*Directions*. Search the records for the string "coat", then copy each line where it appears.

Items from a dataset:

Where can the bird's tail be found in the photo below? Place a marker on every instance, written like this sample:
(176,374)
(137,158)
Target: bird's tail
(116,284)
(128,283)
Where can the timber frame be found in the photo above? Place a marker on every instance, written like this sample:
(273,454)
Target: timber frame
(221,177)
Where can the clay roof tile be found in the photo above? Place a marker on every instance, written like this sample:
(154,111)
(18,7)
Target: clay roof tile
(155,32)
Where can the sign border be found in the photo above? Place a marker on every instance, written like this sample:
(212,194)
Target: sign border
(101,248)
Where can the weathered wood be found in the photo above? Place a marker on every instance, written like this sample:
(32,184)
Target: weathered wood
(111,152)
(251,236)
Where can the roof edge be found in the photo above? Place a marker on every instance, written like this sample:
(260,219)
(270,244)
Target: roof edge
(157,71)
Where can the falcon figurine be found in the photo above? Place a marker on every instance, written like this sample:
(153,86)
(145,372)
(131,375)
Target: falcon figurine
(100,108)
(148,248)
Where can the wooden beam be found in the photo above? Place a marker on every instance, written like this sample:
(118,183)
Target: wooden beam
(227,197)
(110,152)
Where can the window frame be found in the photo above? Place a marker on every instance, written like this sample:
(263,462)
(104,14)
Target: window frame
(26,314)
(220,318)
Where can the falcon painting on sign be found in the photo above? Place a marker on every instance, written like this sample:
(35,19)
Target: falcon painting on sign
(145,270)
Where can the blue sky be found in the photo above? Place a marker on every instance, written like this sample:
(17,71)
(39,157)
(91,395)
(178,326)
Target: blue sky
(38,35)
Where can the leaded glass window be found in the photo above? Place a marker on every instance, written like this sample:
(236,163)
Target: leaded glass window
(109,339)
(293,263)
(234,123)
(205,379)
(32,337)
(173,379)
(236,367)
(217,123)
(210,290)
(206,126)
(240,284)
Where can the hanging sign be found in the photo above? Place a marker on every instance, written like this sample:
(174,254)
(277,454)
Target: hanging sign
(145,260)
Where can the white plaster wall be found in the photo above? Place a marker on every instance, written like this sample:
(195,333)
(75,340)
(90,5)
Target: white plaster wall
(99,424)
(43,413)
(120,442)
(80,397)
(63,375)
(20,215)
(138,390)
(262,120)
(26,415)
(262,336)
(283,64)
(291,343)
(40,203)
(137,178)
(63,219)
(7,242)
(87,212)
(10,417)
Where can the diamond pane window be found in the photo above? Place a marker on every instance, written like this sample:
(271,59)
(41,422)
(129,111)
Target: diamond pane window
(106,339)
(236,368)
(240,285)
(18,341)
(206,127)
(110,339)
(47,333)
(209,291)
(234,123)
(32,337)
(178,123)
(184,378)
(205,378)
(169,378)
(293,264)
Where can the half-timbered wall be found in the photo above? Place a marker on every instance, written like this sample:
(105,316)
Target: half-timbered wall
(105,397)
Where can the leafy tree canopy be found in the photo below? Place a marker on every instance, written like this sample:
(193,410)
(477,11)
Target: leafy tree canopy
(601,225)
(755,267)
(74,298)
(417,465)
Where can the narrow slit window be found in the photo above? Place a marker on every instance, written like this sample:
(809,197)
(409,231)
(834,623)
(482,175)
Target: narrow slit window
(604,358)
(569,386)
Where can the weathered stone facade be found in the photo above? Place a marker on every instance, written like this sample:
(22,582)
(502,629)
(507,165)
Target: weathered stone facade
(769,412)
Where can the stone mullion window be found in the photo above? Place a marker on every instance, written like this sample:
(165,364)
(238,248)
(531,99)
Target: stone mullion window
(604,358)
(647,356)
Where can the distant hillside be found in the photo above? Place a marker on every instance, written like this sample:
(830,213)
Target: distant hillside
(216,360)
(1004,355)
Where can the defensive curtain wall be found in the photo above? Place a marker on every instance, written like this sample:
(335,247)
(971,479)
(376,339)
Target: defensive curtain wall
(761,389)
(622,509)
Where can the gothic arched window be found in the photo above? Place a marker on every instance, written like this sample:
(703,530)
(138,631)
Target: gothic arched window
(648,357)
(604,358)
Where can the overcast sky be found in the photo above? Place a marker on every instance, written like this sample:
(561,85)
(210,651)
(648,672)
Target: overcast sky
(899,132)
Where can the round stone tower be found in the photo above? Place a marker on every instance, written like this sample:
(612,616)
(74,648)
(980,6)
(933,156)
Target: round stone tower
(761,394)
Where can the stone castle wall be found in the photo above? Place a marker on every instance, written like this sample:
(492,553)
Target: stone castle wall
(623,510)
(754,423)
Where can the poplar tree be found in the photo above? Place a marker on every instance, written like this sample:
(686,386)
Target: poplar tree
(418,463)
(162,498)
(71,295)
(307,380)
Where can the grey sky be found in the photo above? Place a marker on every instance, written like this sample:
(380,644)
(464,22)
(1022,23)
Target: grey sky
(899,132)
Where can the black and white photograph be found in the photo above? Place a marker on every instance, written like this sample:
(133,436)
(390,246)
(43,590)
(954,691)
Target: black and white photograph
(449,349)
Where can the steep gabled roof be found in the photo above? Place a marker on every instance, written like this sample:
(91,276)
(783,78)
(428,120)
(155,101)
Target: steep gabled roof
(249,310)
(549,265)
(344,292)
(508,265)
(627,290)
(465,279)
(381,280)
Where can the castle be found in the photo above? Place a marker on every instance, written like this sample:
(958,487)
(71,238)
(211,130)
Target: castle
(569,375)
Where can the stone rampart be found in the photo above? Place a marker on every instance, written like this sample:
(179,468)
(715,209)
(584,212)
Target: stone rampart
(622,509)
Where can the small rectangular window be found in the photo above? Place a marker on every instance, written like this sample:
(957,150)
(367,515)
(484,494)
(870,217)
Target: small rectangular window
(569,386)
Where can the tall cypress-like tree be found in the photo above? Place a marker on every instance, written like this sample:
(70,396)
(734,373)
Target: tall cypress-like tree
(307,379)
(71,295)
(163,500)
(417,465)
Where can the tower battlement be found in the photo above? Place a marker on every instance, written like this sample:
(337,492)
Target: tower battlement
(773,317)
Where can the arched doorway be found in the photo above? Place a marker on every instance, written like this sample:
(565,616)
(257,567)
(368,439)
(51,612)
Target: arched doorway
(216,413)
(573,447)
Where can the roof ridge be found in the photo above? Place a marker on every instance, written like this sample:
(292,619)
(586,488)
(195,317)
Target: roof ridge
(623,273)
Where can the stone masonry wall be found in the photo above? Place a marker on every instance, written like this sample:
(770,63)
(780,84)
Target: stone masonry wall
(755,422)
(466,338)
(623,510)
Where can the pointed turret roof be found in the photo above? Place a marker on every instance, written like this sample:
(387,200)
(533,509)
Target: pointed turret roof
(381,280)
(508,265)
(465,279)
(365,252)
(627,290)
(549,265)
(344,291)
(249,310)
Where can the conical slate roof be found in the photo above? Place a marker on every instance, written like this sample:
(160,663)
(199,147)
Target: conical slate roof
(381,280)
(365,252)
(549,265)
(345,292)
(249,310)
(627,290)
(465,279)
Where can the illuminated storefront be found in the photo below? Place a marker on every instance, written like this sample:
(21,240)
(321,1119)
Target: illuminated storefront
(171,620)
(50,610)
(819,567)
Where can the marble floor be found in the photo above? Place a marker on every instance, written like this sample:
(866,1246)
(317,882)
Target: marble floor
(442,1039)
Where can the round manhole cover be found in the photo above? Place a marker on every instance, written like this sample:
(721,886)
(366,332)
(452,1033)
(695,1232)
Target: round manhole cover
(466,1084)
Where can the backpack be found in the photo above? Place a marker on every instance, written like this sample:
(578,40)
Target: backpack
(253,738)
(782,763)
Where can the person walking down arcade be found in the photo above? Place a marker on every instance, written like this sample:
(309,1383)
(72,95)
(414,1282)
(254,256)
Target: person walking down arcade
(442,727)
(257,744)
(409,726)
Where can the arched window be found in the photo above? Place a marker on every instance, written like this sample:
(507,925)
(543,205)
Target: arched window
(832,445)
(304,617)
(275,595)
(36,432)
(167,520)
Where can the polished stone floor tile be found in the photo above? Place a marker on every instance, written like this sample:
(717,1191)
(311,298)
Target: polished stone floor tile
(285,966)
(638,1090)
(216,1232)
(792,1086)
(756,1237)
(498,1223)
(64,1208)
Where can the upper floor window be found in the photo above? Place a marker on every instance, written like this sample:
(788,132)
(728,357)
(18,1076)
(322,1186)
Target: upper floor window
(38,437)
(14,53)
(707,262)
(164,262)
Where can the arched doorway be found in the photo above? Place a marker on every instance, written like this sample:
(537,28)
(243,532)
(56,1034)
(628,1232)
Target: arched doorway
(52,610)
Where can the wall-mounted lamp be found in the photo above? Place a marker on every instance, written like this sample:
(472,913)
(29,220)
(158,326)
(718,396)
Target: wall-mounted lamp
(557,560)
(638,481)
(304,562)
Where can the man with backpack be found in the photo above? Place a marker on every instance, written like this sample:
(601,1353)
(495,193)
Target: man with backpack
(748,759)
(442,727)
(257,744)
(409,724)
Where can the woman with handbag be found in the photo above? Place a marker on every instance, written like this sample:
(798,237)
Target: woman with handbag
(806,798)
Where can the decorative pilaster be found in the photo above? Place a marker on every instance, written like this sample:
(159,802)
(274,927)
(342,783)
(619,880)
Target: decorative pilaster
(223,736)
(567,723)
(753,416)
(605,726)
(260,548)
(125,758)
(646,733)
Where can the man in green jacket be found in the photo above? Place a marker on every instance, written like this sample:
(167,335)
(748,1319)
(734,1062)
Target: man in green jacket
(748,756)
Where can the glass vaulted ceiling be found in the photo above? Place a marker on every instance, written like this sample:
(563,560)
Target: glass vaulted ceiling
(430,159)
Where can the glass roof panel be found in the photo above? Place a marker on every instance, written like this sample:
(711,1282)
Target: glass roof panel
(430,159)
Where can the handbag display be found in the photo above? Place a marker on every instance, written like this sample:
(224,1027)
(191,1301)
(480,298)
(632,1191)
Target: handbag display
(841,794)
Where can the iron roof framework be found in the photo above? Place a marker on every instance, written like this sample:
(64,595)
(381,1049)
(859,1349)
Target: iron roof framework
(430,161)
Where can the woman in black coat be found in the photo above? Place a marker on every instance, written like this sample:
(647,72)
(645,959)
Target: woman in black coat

*Answer*.
Where can the woman in black coat be found in the photo above? Place a marker on every instance, written like this sample:
Target: woman in black coat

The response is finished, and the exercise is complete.